• TEXT SEGMENT:

__________

So have you covered Sec 80C? Irrespective of your income bracket, the maximum deduction you can claim under this section is Rs. 1 lakh. But there are a host of options available for investment including insurance premium, PPF, NSC, ELSS, ULIPs, EPF, principal component of home loan, NABARD bonds, 5 year bank fixed deposits, full time education fees paid for up to 2 children’s education, etc. Although the investment options are several, some individuals, especially below the 35 years age group do not make full use of this section, because of carelessness.
Are you missing the other deductions available? So here are few ‘commonly ignored” deductions..
- Premium paid towards medical insurance for parents can be claimed for up to Rs. 20,000 a year
- In addition to the medical premium, you can also use Sec 80 D for preventive health care tests.
- Did you know that you can claim both HRA as well as the Sec 24B home loan interest component exemption if you have a self-occupied house in different city and you have a rental house for employment purpose in another city?
- You can also set up a Hindu Undivided Family (HUF) Trust to reduce the overall tax liability of the family.
- Does your office allow “Employer’s contribution to NPS”?
- Did you make any eligible donation under Section 80 G?
Invest well before the cut off so that evidence is easily available: Usually, all employers would require you to submit the proofs by December or January to make the necessary adjustments to your salary. Therefore you must make sure your investments are completed well before this deadline. Ideally, one has to start tax planning and making the necessary investments from April itself. In the case of EPF or Home Loan, the investments automatically take place as deduction from your salary and EMI payment respectively. Pay your insurance premium well before the due date and submit your medical bills also on time. Remember when you make the tax eligible investment decision at the last moment; it’s likely that you will end up making an unsuitable investment.

__________

• RAW DATA:
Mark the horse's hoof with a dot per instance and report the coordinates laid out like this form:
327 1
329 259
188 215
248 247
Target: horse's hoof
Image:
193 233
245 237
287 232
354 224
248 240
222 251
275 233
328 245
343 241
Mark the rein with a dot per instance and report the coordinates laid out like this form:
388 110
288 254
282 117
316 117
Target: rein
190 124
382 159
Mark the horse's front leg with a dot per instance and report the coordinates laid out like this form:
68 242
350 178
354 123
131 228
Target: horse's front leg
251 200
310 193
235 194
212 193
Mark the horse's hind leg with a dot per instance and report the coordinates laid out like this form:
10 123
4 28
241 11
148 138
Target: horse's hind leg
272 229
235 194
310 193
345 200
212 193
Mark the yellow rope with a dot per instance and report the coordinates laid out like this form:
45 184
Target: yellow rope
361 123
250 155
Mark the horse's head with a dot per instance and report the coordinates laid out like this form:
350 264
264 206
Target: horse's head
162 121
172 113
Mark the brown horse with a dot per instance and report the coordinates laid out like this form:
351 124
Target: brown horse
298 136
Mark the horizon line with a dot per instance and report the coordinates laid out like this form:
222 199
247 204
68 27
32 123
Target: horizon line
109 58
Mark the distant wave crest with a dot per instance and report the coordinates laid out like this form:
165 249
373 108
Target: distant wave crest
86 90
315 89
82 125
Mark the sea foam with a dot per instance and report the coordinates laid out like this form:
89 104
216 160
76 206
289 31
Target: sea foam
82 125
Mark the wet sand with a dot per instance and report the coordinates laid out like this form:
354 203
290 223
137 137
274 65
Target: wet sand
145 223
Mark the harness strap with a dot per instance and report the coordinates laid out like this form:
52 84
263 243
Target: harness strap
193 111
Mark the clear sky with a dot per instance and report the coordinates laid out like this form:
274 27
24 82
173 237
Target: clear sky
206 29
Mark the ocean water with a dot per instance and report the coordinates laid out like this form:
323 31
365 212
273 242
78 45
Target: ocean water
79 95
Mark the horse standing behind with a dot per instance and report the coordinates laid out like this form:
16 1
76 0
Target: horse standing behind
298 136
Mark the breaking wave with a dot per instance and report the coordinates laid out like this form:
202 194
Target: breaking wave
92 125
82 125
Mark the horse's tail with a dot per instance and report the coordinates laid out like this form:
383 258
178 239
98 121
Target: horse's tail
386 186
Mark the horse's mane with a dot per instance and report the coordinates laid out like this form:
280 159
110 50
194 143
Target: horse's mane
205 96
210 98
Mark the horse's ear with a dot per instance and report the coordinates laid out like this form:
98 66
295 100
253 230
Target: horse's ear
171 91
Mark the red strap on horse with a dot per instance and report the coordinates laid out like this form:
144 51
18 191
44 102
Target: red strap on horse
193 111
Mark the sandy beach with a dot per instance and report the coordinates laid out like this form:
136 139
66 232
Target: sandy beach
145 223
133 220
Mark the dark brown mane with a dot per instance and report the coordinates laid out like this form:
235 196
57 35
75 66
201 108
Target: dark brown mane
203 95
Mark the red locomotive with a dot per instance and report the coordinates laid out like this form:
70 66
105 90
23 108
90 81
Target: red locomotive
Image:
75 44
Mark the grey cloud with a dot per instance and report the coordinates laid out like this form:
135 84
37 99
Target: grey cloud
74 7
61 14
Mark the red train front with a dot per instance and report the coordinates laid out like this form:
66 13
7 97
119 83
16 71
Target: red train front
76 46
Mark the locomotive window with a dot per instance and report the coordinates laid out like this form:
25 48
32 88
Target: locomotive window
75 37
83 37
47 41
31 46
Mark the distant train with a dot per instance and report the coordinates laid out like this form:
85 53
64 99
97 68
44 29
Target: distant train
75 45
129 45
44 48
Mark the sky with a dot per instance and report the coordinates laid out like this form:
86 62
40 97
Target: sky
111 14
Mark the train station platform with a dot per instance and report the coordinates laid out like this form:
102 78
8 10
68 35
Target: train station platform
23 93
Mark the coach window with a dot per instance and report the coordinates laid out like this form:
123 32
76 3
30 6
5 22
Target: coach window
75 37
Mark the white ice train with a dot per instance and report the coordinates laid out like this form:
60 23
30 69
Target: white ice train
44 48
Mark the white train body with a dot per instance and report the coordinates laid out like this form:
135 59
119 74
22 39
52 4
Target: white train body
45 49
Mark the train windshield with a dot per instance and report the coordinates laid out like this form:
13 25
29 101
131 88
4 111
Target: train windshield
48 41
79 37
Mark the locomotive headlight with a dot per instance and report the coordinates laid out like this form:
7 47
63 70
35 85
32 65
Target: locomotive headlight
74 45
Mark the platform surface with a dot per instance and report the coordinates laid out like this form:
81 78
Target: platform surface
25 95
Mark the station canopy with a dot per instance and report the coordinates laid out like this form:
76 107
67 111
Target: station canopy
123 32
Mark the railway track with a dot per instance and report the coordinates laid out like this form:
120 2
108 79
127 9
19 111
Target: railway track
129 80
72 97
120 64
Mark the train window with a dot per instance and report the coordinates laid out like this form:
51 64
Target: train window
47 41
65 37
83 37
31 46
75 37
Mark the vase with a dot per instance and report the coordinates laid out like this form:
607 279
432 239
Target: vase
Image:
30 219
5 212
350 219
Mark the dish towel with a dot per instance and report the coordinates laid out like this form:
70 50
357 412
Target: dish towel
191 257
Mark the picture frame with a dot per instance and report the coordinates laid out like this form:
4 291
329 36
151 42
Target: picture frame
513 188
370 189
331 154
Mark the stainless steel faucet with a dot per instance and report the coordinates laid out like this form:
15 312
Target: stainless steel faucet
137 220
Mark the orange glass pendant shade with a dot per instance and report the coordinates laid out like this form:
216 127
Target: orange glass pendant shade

__________

• ACTIVITY A: According to the tax deduction text, what is the maximum deduction that can be claimed under Sec 80C?
• ACTIVITY B: In the tax deduction text, rewrite the part that opens with the words containing "So have you" and closes with "because of carelessness.", substituting "negligence" for "carelessness".
• ACTIVITY C: Carry the tax deduction text on from its final sentence.

• WRITTEN RESPONSE A: Rs. 1 lakh, irrespective of income bracket.

• WRITTEN RESPONSE B:
So have you covered Sec 80C? Irrespective of your income bracket, the maximum deduction you can claim under this section is Rs. 1 lakh. But there are a host of options available for investment including insurance premium, PPF, NSC, ELSS, ULIPs, EPF, principal component of home loan, NABARD bonds, 5 year bank fixed deposits, full time education fees paid for up to 2 children’s education, etc. Although the investment options are several, some individuals, especially below the 35 years age group do not make full use of this section, because of negligence.

• WRITTEN RESPONSE C:
Logistics of collecting all the required tax eligible investment proofs:. Some cases like insurance premium paid can get you the premium certificate immediately. However, other proofs like home loan principal and interest exemption will require you to make specific requests to your bank to give you the required certificate. Make a list of all your investments for tax purposes, claims and other provisions under which you seek tax exemption separately in a book or excel sheet. Start your efforts of collecting the investment proofs from as early as possible but no later than October. This way, you can be sure to collect all the proofs and submit it on time, without missing anything.
We observe from our clients that the Tax Planning is often neglected. However, remember that your investment criteria should not be solely with the intention of saving taxes; rather, it should take care of your financial goals and risk profile.
Start today. Be more organized. Minimize your tax outflow!